> [WHAT TO PRODUCE] Scan the records below for the line containing "Target: red tiled roof" and the line containing "pixel 137 287". Copy both, plus every line between, exactly.

DATA SHOWN Block Start

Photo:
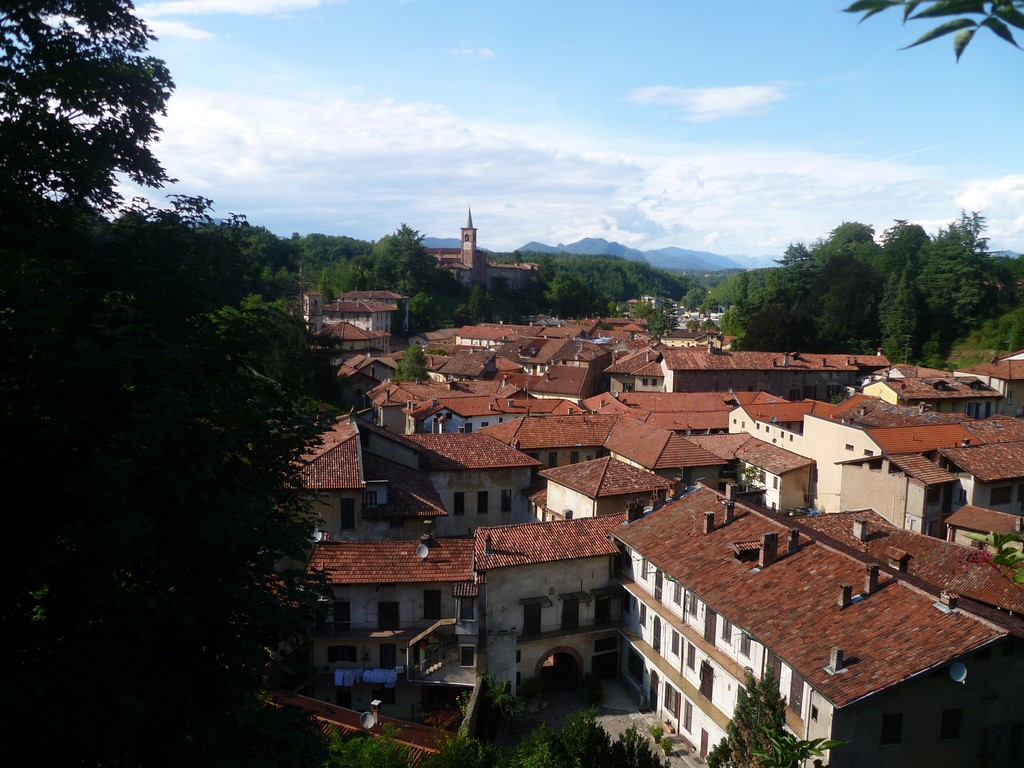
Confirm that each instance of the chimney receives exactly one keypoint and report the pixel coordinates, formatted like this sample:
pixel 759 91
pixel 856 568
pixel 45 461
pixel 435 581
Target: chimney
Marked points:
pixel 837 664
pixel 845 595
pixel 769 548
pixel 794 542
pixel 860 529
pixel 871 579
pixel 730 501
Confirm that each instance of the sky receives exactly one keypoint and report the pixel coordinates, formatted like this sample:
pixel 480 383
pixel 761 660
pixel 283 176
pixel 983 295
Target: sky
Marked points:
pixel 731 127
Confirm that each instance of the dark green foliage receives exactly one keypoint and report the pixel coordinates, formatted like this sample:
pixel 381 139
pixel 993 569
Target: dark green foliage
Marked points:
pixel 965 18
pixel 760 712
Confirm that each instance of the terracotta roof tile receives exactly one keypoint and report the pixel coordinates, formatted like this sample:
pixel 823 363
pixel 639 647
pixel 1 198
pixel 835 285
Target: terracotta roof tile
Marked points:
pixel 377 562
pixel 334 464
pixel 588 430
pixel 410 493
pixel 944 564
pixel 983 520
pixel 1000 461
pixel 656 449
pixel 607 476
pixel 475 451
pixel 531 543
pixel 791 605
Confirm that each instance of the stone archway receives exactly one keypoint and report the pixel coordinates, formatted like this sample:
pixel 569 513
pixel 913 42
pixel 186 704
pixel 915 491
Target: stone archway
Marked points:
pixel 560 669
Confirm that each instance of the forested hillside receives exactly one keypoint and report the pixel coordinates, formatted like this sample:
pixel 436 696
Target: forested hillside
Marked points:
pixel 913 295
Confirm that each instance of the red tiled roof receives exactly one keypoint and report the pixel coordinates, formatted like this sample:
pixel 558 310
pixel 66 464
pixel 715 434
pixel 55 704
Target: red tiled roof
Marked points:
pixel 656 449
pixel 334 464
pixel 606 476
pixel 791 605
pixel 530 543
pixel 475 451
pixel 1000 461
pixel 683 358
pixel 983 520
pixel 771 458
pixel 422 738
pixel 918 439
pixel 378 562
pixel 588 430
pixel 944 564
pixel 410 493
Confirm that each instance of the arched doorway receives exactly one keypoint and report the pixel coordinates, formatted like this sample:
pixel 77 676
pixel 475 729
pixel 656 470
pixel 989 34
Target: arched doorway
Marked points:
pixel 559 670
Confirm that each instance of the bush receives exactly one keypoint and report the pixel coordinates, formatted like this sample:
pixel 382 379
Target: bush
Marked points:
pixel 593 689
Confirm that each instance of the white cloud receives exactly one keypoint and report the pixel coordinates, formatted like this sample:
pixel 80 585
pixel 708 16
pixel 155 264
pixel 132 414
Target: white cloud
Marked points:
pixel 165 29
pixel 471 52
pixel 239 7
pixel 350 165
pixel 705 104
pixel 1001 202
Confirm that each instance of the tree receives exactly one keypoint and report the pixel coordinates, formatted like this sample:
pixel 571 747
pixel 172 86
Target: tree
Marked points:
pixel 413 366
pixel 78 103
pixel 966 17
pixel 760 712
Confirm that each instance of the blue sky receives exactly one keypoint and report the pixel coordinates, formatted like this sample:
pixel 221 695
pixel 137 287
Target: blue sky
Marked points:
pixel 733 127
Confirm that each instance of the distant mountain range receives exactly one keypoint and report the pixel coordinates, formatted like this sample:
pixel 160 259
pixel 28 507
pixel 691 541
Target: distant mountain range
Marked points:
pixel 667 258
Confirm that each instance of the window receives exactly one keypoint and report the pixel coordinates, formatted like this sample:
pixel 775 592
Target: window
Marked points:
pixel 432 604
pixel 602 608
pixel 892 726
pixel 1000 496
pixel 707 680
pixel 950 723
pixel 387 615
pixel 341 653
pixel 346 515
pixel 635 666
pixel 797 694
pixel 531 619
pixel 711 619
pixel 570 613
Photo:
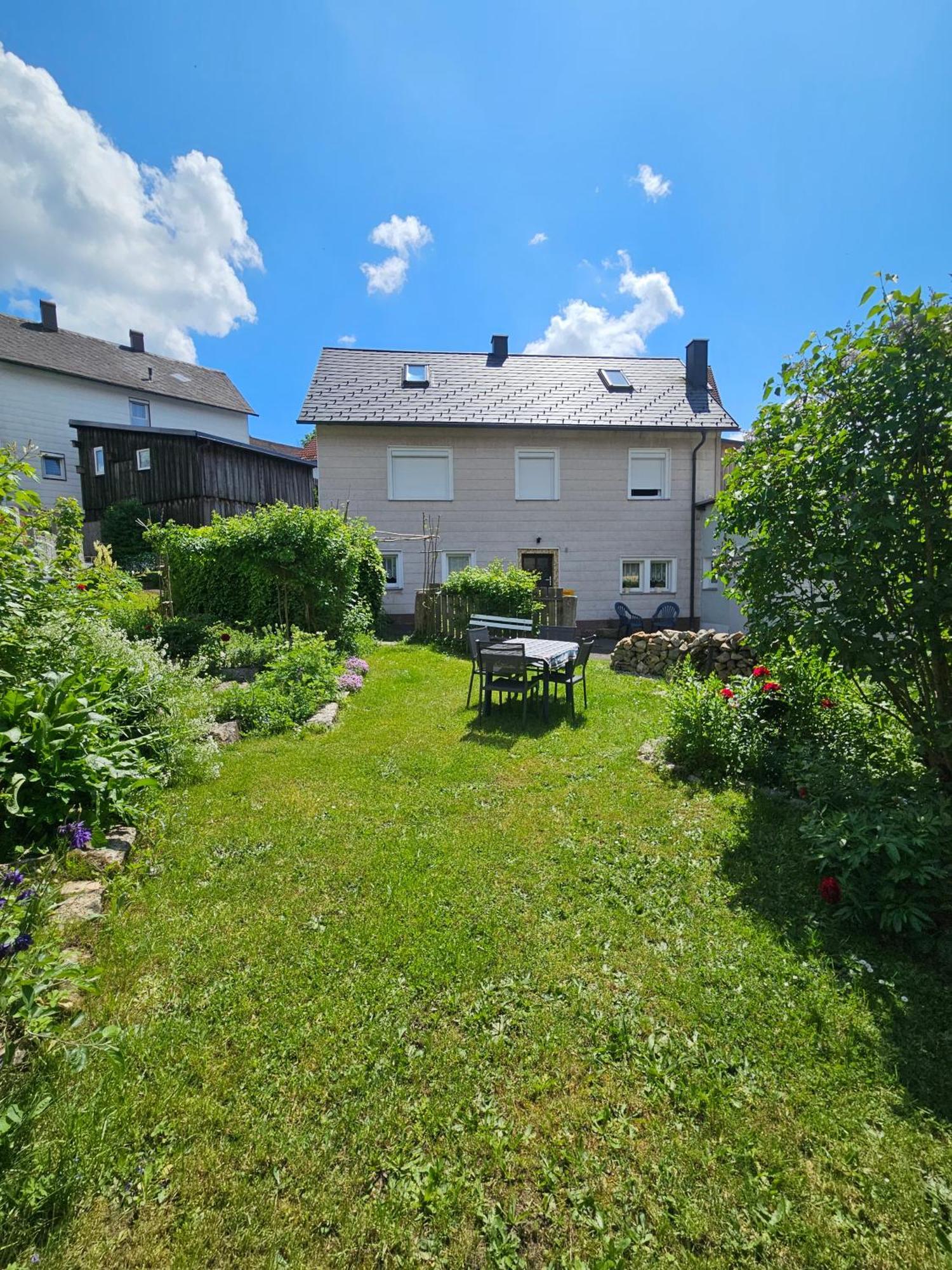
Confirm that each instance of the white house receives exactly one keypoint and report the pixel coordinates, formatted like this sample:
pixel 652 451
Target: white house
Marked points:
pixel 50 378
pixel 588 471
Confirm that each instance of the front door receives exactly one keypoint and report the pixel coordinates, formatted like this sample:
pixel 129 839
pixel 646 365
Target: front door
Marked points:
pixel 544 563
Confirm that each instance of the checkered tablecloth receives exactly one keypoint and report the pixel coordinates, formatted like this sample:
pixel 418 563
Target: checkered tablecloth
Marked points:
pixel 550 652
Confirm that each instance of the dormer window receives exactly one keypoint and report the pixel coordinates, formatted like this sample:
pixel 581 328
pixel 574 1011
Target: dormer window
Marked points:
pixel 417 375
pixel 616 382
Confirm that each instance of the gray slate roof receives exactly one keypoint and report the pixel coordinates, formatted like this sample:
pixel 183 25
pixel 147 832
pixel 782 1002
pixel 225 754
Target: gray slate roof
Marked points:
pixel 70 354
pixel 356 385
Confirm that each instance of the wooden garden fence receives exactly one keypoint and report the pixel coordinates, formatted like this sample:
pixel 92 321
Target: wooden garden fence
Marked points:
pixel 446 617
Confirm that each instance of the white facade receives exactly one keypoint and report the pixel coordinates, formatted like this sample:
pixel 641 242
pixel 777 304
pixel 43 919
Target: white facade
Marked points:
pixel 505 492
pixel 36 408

DATA SHOWN Block End

> [REPLY]
Target: red tiled roof
Marked points:
pixel 656 449
pixel 334 464
pixel 606 476
pixel 791 605
pixel 530 543
pixel 475 451
pixel 1000 461
pixel 683 358
pixel 983 520
pixel 771 458
pixel 422 738
pixel 918 439
pixel 378 562
pixel 588 430
pixel 944 564
pixel 410 493
Confirm that each instance of the arched doorway receives exactly one keypoint and report the pixel coordinates, formatted like this sample:
pixel 77 676
pixel 475 729
pixel 656 470
pixel 989 34
Target: arched doorway
Marked points:
pixel 559 670
Confirm that each instance of the bush receives exactly one keypoint and report the pixel coordinates, formatted like this sample:
pixel 382 379
Target: bush
Marked points:
pixel 593 689
Confirm that each instance of the white cloud receives exactly one keypoint and report the pixel coordinates, formatted like this sample:
pixel 80 585
pixel 708 16
pixel 155 264
pixel 132 414
Target: white cloud
Marked points:
pixel 165 29
pixel 471 52
pixel 239 7
pixel 350 165
pixel 705 104
pixel 1001 202
Confirm that each instance of the tree receives exactly one keypoint and report the pixel coordinates, formatted like this sample:
pixel 571 747
pixel 172 86
Target: tree
Marked points:
pixel 413 366
pixel 78 103
pixel 966 17
pixel 760 712
Confirm that each instance of the blue sky receives exactly one keypoint and report the pixel coordinates, formatted like this sample:
pixel 221 695
pixel 137 287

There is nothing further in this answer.